>> Begin Data lines

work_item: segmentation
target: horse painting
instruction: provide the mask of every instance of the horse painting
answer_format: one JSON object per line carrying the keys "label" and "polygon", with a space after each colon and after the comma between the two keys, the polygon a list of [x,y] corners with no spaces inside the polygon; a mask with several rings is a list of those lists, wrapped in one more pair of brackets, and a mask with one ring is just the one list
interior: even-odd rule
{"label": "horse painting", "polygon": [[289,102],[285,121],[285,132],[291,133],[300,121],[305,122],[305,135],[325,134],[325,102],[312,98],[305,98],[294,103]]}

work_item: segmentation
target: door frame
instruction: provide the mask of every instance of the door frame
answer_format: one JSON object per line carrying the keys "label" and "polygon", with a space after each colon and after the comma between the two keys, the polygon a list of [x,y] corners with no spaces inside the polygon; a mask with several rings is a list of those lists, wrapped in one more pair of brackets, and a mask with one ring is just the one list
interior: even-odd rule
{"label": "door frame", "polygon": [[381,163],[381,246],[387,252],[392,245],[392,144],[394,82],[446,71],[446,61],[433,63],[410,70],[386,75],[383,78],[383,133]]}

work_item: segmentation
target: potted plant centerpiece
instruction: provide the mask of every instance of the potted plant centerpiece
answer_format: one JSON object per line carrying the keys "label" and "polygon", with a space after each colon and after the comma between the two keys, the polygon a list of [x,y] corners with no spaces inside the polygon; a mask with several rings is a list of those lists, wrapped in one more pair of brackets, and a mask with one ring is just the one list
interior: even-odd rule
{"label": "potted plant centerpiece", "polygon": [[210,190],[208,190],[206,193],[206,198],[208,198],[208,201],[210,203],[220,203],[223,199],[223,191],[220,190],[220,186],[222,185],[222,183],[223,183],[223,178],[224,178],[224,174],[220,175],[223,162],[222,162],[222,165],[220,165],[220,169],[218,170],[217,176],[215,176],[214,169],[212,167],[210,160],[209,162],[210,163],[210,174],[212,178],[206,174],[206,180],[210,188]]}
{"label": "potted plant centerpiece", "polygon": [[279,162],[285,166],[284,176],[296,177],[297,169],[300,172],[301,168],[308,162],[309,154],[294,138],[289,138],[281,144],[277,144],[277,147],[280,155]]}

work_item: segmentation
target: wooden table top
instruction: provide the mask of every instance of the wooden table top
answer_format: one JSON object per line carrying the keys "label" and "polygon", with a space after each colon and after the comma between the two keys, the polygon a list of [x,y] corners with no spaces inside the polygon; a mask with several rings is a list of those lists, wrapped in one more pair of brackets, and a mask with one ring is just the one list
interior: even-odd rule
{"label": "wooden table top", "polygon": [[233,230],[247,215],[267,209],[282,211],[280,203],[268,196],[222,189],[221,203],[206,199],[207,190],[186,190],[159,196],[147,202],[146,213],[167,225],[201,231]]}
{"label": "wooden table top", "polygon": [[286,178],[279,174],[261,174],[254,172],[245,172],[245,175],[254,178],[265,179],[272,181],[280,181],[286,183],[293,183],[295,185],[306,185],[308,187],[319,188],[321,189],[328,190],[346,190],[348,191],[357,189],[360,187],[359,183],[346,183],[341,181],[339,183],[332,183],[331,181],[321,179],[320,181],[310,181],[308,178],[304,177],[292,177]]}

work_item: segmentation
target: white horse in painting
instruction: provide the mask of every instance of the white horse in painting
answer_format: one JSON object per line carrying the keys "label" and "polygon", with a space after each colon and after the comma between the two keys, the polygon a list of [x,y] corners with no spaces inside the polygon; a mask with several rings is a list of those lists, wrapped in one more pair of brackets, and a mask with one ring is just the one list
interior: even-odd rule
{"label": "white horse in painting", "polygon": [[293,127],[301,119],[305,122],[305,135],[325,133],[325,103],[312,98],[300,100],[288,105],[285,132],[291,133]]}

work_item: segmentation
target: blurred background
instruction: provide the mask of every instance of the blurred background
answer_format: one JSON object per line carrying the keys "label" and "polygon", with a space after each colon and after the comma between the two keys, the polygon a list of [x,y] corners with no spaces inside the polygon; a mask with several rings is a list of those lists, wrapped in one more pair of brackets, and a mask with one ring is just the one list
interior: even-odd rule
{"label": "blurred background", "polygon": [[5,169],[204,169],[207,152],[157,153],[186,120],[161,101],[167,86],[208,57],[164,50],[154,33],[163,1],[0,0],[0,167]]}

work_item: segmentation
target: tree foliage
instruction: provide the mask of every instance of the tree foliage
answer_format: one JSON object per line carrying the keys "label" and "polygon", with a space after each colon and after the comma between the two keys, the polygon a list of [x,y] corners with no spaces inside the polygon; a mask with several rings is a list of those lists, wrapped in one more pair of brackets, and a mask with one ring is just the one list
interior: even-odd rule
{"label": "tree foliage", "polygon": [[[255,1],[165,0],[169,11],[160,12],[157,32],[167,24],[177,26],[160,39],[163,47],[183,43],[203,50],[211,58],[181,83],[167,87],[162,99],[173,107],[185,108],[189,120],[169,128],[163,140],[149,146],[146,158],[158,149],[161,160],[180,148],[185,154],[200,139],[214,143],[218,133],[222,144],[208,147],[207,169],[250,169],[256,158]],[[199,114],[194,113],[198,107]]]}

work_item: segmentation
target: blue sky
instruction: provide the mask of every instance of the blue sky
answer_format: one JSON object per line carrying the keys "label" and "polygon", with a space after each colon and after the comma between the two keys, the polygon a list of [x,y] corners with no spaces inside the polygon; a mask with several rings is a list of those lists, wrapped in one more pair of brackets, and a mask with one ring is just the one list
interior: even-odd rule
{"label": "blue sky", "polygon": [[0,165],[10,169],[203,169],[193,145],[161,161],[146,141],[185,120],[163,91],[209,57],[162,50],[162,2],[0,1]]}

>> End Data lines
>> Begin Data lines

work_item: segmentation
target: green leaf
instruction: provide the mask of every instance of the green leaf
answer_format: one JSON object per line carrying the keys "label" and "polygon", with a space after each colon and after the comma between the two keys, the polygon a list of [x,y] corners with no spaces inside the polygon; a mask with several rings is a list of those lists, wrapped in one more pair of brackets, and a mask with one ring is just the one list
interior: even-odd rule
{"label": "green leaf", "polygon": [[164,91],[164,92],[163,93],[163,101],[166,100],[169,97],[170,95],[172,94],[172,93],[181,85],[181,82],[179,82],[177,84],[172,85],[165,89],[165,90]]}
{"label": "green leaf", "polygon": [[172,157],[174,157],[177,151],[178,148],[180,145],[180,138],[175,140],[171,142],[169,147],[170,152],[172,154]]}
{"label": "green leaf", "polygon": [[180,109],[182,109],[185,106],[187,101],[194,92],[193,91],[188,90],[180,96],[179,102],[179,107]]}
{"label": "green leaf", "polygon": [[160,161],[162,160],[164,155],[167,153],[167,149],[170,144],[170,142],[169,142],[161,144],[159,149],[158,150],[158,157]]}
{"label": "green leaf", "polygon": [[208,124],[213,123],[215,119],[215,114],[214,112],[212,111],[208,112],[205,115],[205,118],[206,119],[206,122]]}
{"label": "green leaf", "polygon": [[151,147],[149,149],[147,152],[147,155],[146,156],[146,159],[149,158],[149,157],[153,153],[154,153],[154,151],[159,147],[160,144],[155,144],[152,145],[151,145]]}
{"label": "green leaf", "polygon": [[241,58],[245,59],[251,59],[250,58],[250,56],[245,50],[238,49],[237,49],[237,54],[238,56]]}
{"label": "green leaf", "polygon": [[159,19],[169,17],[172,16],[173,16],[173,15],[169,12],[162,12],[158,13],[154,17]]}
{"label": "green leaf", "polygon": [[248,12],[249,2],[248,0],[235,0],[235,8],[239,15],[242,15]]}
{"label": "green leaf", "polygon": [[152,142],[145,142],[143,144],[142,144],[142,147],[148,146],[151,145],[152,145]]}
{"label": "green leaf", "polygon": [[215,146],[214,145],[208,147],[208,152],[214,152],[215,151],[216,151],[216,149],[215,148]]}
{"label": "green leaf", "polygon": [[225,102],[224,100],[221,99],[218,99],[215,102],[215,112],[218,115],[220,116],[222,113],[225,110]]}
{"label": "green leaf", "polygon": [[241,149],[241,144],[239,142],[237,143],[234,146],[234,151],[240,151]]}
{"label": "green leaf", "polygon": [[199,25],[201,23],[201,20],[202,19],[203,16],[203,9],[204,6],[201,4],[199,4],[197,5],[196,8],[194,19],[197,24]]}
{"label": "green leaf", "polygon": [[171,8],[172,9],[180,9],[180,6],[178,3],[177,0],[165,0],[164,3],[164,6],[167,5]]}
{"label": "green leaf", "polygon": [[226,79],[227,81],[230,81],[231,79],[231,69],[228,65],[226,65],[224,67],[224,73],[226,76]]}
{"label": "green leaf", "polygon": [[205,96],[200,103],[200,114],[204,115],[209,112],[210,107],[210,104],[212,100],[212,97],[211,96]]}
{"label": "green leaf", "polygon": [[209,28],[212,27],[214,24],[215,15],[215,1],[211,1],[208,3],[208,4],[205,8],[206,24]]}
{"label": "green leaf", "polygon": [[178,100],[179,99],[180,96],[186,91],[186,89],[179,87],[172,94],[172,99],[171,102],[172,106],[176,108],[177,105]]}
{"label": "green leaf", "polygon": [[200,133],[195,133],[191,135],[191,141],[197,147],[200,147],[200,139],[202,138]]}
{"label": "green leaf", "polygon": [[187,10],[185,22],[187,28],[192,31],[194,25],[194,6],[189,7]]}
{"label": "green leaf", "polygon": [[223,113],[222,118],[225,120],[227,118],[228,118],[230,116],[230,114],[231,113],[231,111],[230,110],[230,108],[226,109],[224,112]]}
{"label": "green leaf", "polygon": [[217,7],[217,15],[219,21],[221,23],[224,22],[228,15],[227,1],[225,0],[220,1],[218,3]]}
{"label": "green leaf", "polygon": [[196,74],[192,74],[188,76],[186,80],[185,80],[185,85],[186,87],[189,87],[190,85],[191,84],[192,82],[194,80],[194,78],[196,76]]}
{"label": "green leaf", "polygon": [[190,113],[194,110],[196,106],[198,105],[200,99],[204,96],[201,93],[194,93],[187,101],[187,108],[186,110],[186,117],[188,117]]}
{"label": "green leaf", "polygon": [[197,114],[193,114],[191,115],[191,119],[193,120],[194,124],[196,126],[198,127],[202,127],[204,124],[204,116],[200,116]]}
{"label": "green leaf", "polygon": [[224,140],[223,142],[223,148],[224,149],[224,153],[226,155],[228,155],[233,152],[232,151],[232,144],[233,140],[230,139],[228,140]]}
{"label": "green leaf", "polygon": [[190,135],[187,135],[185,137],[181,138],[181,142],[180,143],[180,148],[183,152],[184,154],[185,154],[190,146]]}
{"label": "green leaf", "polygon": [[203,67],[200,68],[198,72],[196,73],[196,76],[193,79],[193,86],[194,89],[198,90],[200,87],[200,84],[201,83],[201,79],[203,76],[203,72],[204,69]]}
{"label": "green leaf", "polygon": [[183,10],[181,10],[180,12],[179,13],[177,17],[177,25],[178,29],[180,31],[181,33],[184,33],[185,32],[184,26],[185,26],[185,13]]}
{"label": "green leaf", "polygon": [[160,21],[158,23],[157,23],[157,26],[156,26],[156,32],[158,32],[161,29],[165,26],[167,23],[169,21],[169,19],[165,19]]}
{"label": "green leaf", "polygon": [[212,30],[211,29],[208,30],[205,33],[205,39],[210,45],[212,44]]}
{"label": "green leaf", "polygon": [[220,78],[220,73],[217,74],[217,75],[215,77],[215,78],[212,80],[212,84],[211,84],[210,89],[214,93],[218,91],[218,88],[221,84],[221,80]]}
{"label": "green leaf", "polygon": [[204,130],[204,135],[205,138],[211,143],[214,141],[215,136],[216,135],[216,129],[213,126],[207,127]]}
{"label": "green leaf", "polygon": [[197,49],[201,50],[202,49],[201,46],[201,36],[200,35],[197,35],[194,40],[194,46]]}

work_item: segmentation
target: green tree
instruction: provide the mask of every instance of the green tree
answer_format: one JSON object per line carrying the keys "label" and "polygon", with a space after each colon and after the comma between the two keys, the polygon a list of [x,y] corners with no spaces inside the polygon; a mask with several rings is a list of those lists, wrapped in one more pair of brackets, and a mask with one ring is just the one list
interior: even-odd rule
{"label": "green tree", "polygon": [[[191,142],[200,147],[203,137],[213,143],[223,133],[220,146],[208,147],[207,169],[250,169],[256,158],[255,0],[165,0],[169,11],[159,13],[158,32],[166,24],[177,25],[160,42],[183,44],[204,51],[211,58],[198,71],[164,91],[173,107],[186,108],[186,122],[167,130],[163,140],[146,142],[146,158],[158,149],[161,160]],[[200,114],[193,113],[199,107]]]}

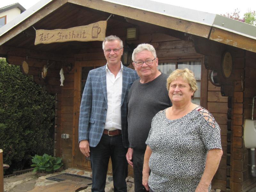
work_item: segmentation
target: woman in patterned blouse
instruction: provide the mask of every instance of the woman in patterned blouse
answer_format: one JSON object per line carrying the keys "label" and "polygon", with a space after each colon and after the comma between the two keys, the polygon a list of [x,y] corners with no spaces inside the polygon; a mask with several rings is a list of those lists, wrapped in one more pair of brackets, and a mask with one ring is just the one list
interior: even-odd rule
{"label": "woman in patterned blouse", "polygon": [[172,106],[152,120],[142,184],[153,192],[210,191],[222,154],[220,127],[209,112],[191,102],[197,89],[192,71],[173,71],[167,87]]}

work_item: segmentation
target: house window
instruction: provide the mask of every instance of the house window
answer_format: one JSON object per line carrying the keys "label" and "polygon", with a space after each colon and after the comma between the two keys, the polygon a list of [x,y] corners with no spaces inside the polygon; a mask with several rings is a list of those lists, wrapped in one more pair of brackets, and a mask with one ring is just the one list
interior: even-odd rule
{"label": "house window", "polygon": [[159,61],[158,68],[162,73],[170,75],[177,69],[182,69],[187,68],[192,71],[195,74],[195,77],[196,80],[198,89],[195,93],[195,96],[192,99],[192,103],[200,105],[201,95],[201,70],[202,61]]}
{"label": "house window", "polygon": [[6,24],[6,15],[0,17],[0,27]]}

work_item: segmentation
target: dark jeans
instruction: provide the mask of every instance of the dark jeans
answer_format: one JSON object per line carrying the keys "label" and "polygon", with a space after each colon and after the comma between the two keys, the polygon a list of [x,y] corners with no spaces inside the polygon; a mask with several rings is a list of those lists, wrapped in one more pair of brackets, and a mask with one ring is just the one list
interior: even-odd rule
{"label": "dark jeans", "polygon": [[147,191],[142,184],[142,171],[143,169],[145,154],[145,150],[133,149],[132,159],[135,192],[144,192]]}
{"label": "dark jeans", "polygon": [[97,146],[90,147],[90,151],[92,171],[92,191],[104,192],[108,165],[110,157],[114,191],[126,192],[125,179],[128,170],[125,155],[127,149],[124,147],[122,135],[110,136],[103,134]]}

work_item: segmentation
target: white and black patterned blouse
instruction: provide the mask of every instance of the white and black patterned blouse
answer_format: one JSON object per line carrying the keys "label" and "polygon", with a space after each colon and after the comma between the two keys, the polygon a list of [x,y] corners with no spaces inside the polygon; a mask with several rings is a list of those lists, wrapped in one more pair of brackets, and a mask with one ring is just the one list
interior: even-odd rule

>> End Data lines
>> Begin Data lines

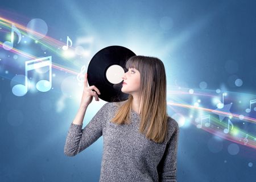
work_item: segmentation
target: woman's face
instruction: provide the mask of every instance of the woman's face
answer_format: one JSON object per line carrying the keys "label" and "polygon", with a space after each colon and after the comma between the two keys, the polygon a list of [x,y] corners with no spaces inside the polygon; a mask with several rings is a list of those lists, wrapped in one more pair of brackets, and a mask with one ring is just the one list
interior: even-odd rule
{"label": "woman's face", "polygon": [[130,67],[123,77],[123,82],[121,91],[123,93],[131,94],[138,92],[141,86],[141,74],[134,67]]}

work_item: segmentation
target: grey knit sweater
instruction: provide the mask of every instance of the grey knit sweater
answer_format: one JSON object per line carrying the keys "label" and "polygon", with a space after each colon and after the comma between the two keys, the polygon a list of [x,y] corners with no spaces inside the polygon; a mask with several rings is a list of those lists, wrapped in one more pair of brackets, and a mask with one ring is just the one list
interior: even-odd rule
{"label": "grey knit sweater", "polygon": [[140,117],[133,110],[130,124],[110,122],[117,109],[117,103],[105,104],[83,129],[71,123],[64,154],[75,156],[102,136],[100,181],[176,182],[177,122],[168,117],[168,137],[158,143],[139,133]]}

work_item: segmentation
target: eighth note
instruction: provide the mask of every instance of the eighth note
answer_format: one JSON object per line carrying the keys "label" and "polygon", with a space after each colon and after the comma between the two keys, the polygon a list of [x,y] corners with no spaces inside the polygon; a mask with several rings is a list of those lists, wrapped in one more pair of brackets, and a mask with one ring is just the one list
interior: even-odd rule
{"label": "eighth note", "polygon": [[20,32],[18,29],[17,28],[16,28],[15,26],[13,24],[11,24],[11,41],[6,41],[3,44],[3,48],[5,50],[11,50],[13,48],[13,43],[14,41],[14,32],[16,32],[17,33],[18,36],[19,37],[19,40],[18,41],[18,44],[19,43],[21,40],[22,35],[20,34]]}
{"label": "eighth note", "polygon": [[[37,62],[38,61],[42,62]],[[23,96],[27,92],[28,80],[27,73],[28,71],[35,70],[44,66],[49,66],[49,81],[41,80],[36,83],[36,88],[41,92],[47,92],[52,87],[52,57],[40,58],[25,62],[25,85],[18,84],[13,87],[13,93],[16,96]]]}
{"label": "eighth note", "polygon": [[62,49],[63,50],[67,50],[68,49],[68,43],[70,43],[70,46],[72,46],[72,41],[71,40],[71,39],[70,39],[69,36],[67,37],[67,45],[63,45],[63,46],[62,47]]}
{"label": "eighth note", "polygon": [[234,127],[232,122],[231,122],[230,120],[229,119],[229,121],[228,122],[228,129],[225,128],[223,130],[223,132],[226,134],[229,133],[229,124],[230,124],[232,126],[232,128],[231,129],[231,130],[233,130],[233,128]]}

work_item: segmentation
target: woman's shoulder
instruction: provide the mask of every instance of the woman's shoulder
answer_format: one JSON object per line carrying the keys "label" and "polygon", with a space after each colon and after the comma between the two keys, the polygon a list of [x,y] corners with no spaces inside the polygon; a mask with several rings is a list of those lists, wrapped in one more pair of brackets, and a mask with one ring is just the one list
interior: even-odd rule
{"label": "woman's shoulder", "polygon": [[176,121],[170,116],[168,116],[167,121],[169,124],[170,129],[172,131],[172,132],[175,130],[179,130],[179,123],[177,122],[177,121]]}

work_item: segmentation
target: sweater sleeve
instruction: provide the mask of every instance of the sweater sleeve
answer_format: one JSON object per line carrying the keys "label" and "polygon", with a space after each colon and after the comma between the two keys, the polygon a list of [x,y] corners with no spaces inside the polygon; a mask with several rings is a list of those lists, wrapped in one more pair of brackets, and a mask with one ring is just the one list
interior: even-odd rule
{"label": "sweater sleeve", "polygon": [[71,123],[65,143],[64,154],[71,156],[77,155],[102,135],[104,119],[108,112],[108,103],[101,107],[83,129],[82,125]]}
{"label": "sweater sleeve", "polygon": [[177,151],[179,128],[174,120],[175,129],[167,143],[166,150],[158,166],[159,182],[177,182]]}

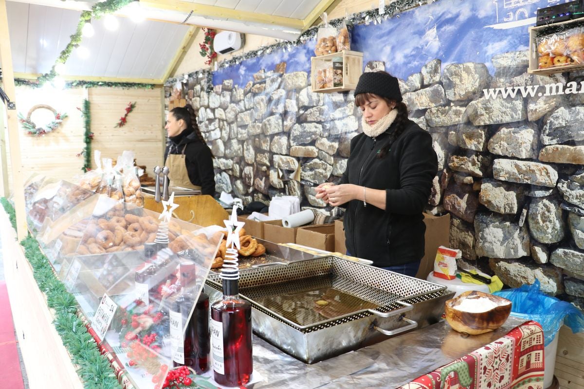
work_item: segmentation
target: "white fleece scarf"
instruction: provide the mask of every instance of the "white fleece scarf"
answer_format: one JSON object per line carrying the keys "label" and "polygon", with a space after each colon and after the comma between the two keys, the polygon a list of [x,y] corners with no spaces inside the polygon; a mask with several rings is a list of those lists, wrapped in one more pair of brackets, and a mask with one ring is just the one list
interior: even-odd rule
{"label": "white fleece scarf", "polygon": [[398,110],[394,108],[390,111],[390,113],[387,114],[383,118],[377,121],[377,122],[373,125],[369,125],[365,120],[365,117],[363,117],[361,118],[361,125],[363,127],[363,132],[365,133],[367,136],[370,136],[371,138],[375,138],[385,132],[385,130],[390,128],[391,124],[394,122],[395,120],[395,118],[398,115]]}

>> End Data lines

Exercise goal ▸ Please tally the lines in the listing above that contain the word "wooden", counting only matches with the same capitalization, and give the number alone.

Final result ▸ 4